_WHAT IS REQUIRED:_ Copy every line of the material below with no changes at all.

Dataset items
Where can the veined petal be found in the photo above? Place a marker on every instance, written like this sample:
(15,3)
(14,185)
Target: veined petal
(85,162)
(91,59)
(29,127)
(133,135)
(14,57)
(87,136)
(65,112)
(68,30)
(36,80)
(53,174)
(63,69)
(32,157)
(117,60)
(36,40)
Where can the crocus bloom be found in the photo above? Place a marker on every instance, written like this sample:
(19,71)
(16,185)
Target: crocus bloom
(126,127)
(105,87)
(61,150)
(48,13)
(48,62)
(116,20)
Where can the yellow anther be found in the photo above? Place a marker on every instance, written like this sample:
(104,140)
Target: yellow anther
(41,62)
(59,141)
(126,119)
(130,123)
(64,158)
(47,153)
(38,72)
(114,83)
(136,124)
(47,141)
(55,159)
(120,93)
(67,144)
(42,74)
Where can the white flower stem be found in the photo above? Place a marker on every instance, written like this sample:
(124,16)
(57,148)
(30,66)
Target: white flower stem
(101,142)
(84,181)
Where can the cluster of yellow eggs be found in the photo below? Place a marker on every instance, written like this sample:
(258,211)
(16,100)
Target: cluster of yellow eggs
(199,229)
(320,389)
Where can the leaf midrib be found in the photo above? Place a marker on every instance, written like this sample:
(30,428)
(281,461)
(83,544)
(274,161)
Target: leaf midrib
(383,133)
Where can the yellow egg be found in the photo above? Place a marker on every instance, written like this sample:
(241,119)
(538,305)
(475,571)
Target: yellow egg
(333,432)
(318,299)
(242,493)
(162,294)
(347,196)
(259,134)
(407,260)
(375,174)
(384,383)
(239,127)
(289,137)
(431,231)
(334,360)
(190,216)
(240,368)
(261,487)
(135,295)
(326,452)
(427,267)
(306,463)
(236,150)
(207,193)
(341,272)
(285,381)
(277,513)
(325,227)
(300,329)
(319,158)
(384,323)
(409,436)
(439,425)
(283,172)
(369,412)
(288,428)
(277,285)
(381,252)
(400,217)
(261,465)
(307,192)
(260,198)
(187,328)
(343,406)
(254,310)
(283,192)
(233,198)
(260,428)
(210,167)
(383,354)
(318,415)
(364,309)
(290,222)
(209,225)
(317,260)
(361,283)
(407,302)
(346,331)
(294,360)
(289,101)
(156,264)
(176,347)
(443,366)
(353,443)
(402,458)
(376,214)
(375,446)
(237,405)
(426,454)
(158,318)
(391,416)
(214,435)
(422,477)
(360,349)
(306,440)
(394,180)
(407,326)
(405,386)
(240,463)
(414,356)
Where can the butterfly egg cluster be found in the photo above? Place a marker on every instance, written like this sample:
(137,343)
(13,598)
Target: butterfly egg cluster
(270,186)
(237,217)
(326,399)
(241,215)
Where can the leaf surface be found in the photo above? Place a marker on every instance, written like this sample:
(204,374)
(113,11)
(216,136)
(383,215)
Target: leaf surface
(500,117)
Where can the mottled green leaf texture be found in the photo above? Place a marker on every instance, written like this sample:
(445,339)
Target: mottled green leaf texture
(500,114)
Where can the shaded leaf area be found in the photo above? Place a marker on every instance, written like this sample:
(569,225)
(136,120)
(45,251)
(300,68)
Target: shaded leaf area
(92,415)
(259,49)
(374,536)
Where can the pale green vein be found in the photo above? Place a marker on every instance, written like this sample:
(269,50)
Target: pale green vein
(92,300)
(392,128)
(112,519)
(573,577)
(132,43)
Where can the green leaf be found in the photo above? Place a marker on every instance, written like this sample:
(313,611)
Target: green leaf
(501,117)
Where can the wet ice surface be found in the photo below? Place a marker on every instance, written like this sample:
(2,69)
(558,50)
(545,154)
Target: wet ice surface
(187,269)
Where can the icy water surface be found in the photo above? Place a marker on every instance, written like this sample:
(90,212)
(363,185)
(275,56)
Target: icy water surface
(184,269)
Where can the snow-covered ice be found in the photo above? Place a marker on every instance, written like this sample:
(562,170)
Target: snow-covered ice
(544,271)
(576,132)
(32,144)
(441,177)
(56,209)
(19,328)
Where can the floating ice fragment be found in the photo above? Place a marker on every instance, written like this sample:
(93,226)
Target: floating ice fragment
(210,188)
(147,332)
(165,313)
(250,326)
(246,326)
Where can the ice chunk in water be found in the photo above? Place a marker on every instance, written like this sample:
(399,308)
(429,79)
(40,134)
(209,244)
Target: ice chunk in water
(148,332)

_CORRECT RESULT:_
Where can the veined petal be found in the photo above? Place a marker on every instance, written like this sample:
(15,3)
(14,185)
Target: veined petal
(85,162)
(91,59)
(29,127)
(133,135)
(14,57)
(87,136)
(65,112)
(68,30)
(36,80)
(53,174)
(63,69)
(32,157)
(117,60)
(36,40)
Where can the crocus bloom be found in the photo above? Place a marker on every instance, written like this sample:
(19,71)
(16,185)
Target: crocus bloom
(126,127)
(105,87)
(61,150)
(48,13)
(48,62)
(116,20)
Where can the yellow anther be found in the photo above? Place a marker on every instance, written like this sample:
(104,140)
Target: yellow anther
(41,62)
(59,141)
(126,119)
(130,123)
(64,158)
(47,153)
(38,72)
(114,83)
(136,124)
(47,141)
(55,159)
(120,93)
(67,144)
(42,74)
Where can the white flower stem be found in the photo above? Place a marker on every instance, written like this sample:
(124,16)
(57,148)
(30,66)
Target: white flower stem
(101,142)
(84,181)
Where can the cluster of yellow eggs be found in the photo below? Place a marker on every instance, written like this sample:
(258,211)
(16,100)
Target: cluster of yellow eggs
(199,229)
(320,389)
Where can the leaf midrib be found in the photo above? Place a marker on every instance, written like this sample:
(30,428)
(281,461)
(83,544)
(274,161)
Target: leaf midrib
(383,133)
Where can the yellow egg be found in the photo above? Place a marker on every instance, written like this sample:
(241,119)
(538,305)
(475,571)
Target: yellow egg
(333,432)
(318,299)
(242,493)
(162,294)
(347,196)
(259,134)
(407,260)
(375,174)
(384,383)
(239,127)
(289,137)
(431,231)
(334,360)
(190,216)
(240,368)
(261,487)
(135,295)
(326,452)
(427,267)
(306,463)
(236,150)
(207,193)
(341,272)
(285,381)
(277,513)
(325,227)
(300,329)
(319,158)
(384,323)
(409,436)
(439,425)
(283,172)
(369,412)
(288,428)
(277,285)
(381,252)
(400,217)
(261,465)
(307,192)
(260,198)
(187,328)
(343,406)
(254,310)
(283,192)
(233,198)
(260,428)
(210,167)
(383,354)
(318,415)
(364,309)
(290,222)
(209,225)
(317,260)
(361,283)
(407,302)
(346,331)
(294,360)
(289,101)
(156,264)
(176,347)
(443,366)
(353,443)
(402,458)
(376,214)
(375,446)
(237,405)
(426,454)
(158,318)
(391,416)
(214,435)
(422,477)
(360,349)
(306,440)
(394,180)
(407,326)
(405,386)
(240,463)
(414,356)
Where can the butterfly egg cluster be found in the photo above? Place a marker on every instance, written like this sample:
(137,343)
(13,598)
Target: butterfly egg cluster
(270,186)
(237,217)
(326,399)
(241,215)
Where can the leaf surface be found in the photo above? Place a marker on every instance, written like this sample:
(204,374)
(113,11)
(216,136)
(383,215)
Target: leaf surface
(500,117)
Where can the mottled green leaf texture be found in the photo above? Place a marker on every instance, written like this sample:
(445,339)
Target: mottled green leaf texture
(500,114)
Where can the shaded leaf area be found in the photo above? Place a marker on every instance, written like this sample:
(569,225)
(136,120)
(45,251)
(300,68)
Target: shaded leaf area
(92,415)
(259,49)
(374,536)
Where can the pale green vein be found in the photo above? Place a marker on every instance, written like this sample:
(269,50)
Target: pale green vein
(92,300)
(392,128)
(112,519)
(573,577)
(132,43)
Where can the green leaf be found in the photo above? Place a marker on every instance, written like this sample:
(313,611)
Target: green leaf
(501,117)
Where can the wet ice surface be found in the photo below? Place a marker on every instance, written like this sample:
(2,69)
(558,50)
(545,154)
Target: wet ice surface
(187,269)
Where can the icy water surface be found in the photo above? Place a marker on every instance, written like this sample:
(90,212)
(363,185)
(275,56)
Target: icy water surface
(184,269)
Where can the snow-covered ice be found in the photo above? Place a marker on every instance, written like this sample:
(562,170)
Target: snow-covered ice
(544,271)
(576,132)
(32,144)
(441,177)
(56,209)
(19,328)
Where can the floating ice fragment be found in the photo above? Place a marker on every instance, written like this sample:
(93,226)
Target: floating ice fragment
(210,188)
(147,332)
(165,313)
(250,326)
(246,326)
Where can the ice chunk in water be found in the photo above? Place a marker on every instance, written like this sample:
(399,308)
(429,79)
(40,134)
(209,244)
Target: ice chunk in water
(148,332)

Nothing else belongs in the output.